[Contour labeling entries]

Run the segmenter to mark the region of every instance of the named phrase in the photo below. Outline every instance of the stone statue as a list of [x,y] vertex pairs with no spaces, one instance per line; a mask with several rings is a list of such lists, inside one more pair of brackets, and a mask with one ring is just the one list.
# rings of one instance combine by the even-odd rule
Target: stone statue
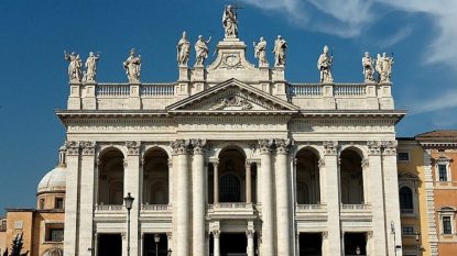
[[393,65],[393,57],[389,57],[385,53],[382,54],[381,57],[381,73],[380,73],[380,81],[390,82],[392,76],[392,65]]
[[362,57],[362,67],[364,81],[374,81],[374,59],[370,56],[368,52],[366,52]]
[[183,37],[177,42],[177,64],[187,66],[188,55],[191,53],[191,43],[187,40],[186,32],[183,32]]
[[86,74],[84,76],[85,82],[95,82],[95,78],[97,76],[97,63],[100,58],[100,54],[94,54],[93,52],[89,53],[89,57],[86,59]]
[[287,48],[287,42],[278,35],[276,41],[274,42],[274,66],[284,66],[285,65],[285,49]]
[[130,51],[130,56],[123,62],[129,82],[140,82],[141,76],[141,55],[135,55],[134,48]]
[[69,62],[68,64],[68,78],[70,82],[80,82],[83,79],[83,60],[79,57],[79,54],[73,52],[72,54],[67,54],[64,51],[64,57],[66,60]]
[[320,82],[333,82],[331,65],[334,64],[334,56],[328,55],[328,46],[324,46],[324,52],[317,60],[317,69],[320,70]]
[[254,45],[254,56],[259,59],[259,67],[265,67],[269,66],[269,62],[266,60],[266,41],[262,37],[260,37],[260,41],[258,44],[255,42]]
[[203,35],[198,35],[197,43],[195,43],[195,54],[197,56],[195,66],[203,66],[205,59],[208,58],[209,48],[207,44],[209,44],[209,42],[211,42],[211,36],[209,36],[209,40],[205,41]]
[[222,25],[227,38],[238,37],[237,13],[231,5],[226,5],[222,14]]

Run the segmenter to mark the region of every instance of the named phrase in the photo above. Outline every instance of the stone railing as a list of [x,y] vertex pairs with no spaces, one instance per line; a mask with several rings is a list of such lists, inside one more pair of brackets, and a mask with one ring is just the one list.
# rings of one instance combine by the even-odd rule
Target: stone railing
[[128,98],[129,85],[99,84],[96,86],[96,97],[100,98]]
[[320,85],[289,85],[289,94],[297,98],[322,97]]
[[359,98],[367,96],[366,85],[363,84],[351,84],[351,85],[335,85],[334,94],[335,97],[347,97],[347,98]]
[[95,205],[96,211],[122,211],[124,207],[121,204],[97,204]]
[[144,84],[140,87],[141,97],[174,97],[174,84]]
[[168,204],[141,204],[142,211],[171,211],[172,205]]

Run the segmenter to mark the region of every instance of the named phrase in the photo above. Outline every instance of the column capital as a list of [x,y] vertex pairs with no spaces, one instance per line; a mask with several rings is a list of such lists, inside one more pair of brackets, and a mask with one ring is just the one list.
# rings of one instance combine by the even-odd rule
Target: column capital
[[77,156],[79,155],[79,142],[75,141],[66,141],[65,147],[67,148],[68,156]]
[[194,155],[202,155],[205,153],[206,140],[192,138],[192,146],[194,146]]
[[270,154],[271,147],[274,145],[273,140],[259,140],[260,154]]
[[276,154],[278,155],[286,155],[289,153],[290,146],[291,146],[291,140],[274,140],[274,143],[276,144]]
[[337,155],[338,142],[337,141],[324,141],[323,142],[325,155]]
[[96,142],[80,142],[84,156],[94,156],[95,155],[95,145]]
[[140,145],[141,145],[141,142],[127,141],[126,142],[127,154],[129,156],[139,156],[140,155]]
[[177,155],[187,154],[187,149],[191,145],[188,140],[176,140],[170,143],[170,146],[173,148],[173,152]]

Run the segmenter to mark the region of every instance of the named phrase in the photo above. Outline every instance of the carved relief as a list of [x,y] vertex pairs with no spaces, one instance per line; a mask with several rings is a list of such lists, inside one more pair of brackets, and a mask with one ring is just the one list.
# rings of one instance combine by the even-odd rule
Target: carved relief
[[80,142],[83,148],[83,155],[95,155],[95,142]]
[[170,143],[170,146],[173,148],[173,152],[178,155],[187,154],[189,145],[191,142],[188,140],[176,140]]

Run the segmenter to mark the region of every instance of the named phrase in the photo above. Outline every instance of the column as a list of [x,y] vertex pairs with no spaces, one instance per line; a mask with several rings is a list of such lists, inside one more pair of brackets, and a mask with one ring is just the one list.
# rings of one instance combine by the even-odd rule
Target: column
[[214,252],[213,255],[214,256],[220,256],[220,243],[219,243],[219,237],[220,237],[220,231],[213,231],[213,242],[214,242]]
[[[400,222],[400,201],[390,200],[399,197],[399,180],[398,180],[398,167],[396,167],[396,141],[383,142],[383,175],[384,175],[384,194],[385,194],[385,220],[388,226],[393,222],[396,229],[396,236],[391,234],[390,229],[385,232],[389,234],[388,238],[388,252],[389,255],[395,255],[395,246],[402,244],[401,236],[401,222]],[[425,235],[425,234],[424,234]],[[396,241],[394,241],[394,238]],[[399,254],[401,251],[398,251]],[[399,254],[400,255],[400,254]]]
[[254,231],[246,231],[248,237],[248,256],[254,256]]
[[94,241],[94,181],[95,177],[95,142],[80,142],[81,146],[81,175],[79,209],[84,214],[79,215],[79,255],[90,256]]
[[[325,175],[325,190],[327,199],[327,212],[328,212],[328,246],[325,256],[341,255],[341,223],[339,219],[340,212],[340,174],[338,163],[338,143],[335,141],[323,142],[324,146],[324,160],[320,163],[322,172]],[[323,252],[324,253],[324,252]]]
[[[127,162],[124,167],[124,197],[128,192],[134,198],[132,210],[130,210],[130,255],[139,255],[138,248],[140,247],[139,237],[139,219],[140,219],[140,204],[141,204],[141,190],[140,190],[140,142],[128,141],[127,147]],[[127,210],[126,210],[127,213]],[[127,226],[127,225],[126,225]],[[129,231],[127,231],[129,232]]]
[[176,235],[176,247],[173,249],[173,255],[188,256],[191,255],[191,211],[189,211],[189,177],[188,177],[188,149],[189,142],[177,140],[172,142],[172,147],[177,155],[177,168],[175,176],[177,176],[176,188],[176,203],[173,208],[176,211],[176,225],[173,233]]
[[192,140],[193,255],[205,255],[205,140]]
[[[77,255],[77,216],[78,216],[78,176],[79,142],[66,142],[66,191],[65,191],[65,256]],[[86,248],[87,251],[87,248]]]
[[275,140],[276,143],[276,232],[278,232],[278,256],[291,255],[291,208],[289,197],[289,168],[287,154],[290,140]]
[[246,163],[246,203],[252,203],[252,171],[251,163]]
[[271,146],[273,140],[259,141],[260,162],[261,162],[261,185],[262,185],[262,256],[274,256],[274,209],[273,209],[273,191],[272,191],[272,174],[271,174]]
[[[370,187],[371,211],[373,214],[373,251],[374,255],[388,255],[387,252],[387,223],[385,223],[385,207],[384,207],[384,180],[383,168],[381,159],[381,143],[368,142],[368,160],[364,160],[364,170],[368,171],[368,180],[363,180],[363,187]],[[396,171],[395,171],[396,172]],[[395,174],[396,175],[396,174]],[[392,187],[391,187],[392,186]],[[393,183],[389,185],[389,190],[396,190]],[[399,193],[391,198],[391,201],[399,201]],[[399,209],[399,208],[398,208]],[[398,210],[396,210],[398,211]],[[400,216],[399,216],[400,219]],[[389,224],[390,231],[390,224]]]
[[219,163],[218,162],[213,162],[213,169],[214,169],[214,174],[213,174],[213,180],[214,180],[214,185],[213,185],[213,194],[214,194],[214,202],[213,204],[217,204],[219,203],[219,171],[217,169]]

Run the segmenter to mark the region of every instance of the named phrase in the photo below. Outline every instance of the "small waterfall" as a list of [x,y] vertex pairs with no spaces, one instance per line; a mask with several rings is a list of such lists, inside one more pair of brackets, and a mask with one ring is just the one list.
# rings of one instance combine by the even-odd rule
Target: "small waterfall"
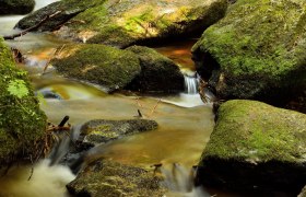
[[211,195],[201,186],[193,185],[195,170],[174,163],[172,169],[161,167],[165,176],[164,186],[170,192],[167,197],[210,197]]
[[187,94],[198,94],[198,83],[199,80],[197,78],[197,74],[195,76],[184,76],[185,78],[185,92]]

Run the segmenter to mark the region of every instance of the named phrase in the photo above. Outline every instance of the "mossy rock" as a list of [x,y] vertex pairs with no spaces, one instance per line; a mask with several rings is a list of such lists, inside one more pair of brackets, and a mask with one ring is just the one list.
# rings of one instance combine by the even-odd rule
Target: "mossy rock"
[[[63,10],[71,10],[69,7],[74,9],[75,5],[71,1],[73,0],[62,0],[39,10],[22,20],[19,26],[30,27],[31,25],[24,25],[28,20],[39,19],[38,16],[48,10],[58,10],[55,9],[58,5]],[[202,32],[220,20],[227,8],[226,0],[95,0],[94,2],[84,0],[82,2],[85,5],[82,8],[85,10],[62,25],[57,34],[73,40],[120,48],[156,38],[173,38]],[[50,23],[47,22],[39,30],[57,27],[59,27],[58,23],[50,28]]]
[[[105,0],[91,0],[91,1],[80,1],[80,0],[61,0],[54,2],[47,7],[44,7],[25,18],[23,18],[16,24],[19,28],[28,28],[39,23],[48,15],[55,16],[48,19],[46,23],[40,25],[38,31],[55,31],[58,30],[63,23],[68,22],[73,16],[85,11],[89,8],[93,8],[96,4],[103,3]],[[82,23],[82,21],[70,21],[71,23]]]
[[81,128],[80,140],[95,146],[157,128],[157,123],[149,119],[105,120],[95,119],[85,123]]
[[238,0],[192,47],[220,99],[283,104],[306,86],[306,1]]
[[1,0],[0,15],[27,14],[33,11],[34,7],[34,0]]
[[126,50],[134,53],[141,66],[141,73],[127,89],[146,93],[184,91],[184,76],[173,60],[148,47],[132,46]]
[[257,101],[222,104],[197,179],[296,196],[306,184],[306,115]]
[[[2,38],[0,76],[0,167],[3,167],[16,160],[27,158],[30,161],[30,155],[36,159],[38,150],[35,142],[45,137],[47,123],[26,72],[15,67],[12,53]],[[23,91],[28,92],[20,97],[10,93],[8,88],[15,81],[22,82]]]
[[138,57],[104,45],[64,45],[51,60],[68,78],[102,85],[108,92],[125,88],[141,71]]
[[141,167],[114,161],[97,160],[90,163],[78,177],[67,185],[75,196],[164,196],[162,178]]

▶ [What you have to do]:
Reproduce the rows from their start through the line holding "[[222,25],[227,38],[238,37],[237,13],[231,5],[226,5],[222,14]]", inclusive, changing "stone statue" to "bronze statue" and leaving everything else as it is. Leave the pictures out of your answer.

▶ [Reply to the task]:
Run the segmenter to mark the region of every instance of the named phrase in the photo below. Outline every instance of the bronze statue as a list of [x,y] vertex pairs with no spaces, one instance per line; a mask with several rings is a list of such lists, inside one more pair of brackets, and a mask with one ring is just the one list.
# rings of one instance combine by the even-odd rule
Target: bronze statue
[[393,65],[393,57],[389,57],[385,53],[382,54],[381,57],[381,73],[380,73],[380,81],[390,82],[392,76],[392,65]]
[[362,57],[362,67],[364,81],[374,81],[374,59],[370,56],[368,52],[366,52]]
[[183,37],[177,42],[177,64],[187,66],[188,55],[191,53],[191,43],[187,40],[186,32],[183,32]]
[[86,74],[84,76],[85,82],[95,82],[95,78],[97,76],[97,63],[100,58],[100,54],[94,54],[93,52],[89,53],[89,57],[86,59]]
[[287,48],[287,42],[278,35],[276,41],[274,42],[274,66],[284,66],[285,65],[285,49]]
[[130,51],[130,56],[123,62],[129,82],[140,82],[141,76],[141,55],[135,55],[134,48]]
[[69,62],[68,64],[68,78],[70,82],[80,82],[83,79],[83,60],[79,57],[79,54],[73,52],[72,54],[67,54],[64,51],[64,57],[66,60]]
[[320,82],[333,82],[331,65],[334,64],[334,56],[328,55],[328,46],[324,46],[324,52],[317,60],[317,69],[320,70]]
[[254,45],[254,56],[259,59],[259,67],[265,67],[269,66],[269,62],[266,60],[266,41],[262,37],[260,37],[260,41],[258,44],[255,42]]
[[203,35],[198,35],[197,43],[195,43],[195,54],[197,56],[195,66],[203,66],[205,59],[208,58],[209,48],[207,44],[209,44],[209,42],[211,42],[211,36],[209,36],[209,40],[205,41]]
[[222,25],[227,38],[238,37],[237,13],[231,5],[226,5],[222,14]]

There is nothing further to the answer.